» SET PROBLEM
Pick out every line of the data below that contains the word "region", and copy each such line.

★ ★ ★ ★ ★ ★ ★

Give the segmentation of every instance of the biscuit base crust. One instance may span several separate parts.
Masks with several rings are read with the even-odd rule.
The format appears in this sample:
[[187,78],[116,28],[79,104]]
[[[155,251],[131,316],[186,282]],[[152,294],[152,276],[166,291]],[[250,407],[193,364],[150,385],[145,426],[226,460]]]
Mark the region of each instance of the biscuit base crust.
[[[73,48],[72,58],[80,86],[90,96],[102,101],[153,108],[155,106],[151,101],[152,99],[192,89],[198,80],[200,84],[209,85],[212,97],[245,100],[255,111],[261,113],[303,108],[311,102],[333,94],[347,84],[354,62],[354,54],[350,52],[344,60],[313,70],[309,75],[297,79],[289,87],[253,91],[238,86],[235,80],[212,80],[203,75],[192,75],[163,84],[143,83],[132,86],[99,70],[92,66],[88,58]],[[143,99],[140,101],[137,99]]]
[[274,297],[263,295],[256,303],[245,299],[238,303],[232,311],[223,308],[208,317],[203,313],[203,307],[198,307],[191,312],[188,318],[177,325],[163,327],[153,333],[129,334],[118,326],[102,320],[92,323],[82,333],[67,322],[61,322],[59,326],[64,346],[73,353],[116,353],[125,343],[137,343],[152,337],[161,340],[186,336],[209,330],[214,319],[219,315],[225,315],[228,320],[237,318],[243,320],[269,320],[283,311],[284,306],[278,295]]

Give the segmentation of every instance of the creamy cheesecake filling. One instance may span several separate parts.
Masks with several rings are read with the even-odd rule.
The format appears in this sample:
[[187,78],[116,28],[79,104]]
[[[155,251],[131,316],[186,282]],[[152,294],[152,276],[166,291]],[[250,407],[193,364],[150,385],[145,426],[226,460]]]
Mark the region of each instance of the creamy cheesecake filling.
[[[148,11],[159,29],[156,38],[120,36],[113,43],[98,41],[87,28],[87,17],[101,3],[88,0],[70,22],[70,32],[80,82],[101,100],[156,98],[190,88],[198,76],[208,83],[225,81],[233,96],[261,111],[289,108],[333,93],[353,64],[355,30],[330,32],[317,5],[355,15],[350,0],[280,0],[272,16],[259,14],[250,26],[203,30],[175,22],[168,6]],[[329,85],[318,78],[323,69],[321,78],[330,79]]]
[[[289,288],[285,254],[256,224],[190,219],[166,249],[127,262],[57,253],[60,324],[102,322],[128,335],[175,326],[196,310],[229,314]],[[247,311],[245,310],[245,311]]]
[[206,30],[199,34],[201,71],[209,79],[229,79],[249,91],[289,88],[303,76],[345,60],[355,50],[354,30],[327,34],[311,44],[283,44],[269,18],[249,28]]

★ ★ ★ ★ ★ ★ ★

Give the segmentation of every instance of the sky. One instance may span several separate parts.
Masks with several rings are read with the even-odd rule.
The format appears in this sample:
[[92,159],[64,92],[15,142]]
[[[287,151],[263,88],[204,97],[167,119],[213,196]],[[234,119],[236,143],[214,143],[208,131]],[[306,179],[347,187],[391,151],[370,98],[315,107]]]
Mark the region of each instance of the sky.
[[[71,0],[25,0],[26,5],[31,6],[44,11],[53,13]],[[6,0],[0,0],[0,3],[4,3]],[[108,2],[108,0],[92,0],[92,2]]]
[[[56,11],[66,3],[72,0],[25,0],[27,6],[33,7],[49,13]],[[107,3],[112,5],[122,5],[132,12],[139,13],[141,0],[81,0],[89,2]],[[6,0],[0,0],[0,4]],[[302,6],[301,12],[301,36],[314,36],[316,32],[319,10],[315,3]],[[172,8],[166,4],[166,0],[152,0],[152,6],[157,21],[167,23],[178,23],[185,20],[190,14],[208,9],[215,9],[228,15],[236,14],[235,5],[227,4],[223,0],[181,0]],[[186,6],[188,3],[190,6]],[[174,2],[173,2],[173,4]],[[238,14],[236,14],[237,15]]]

★ ★ ★ ★ ★ ★ ★

» COMPLETED TASK
Mark the region of each instance of the biscuit base crust.
Mark the region of each instance of the creamy cheesecake filling.
Mark the region of each instance of the sky.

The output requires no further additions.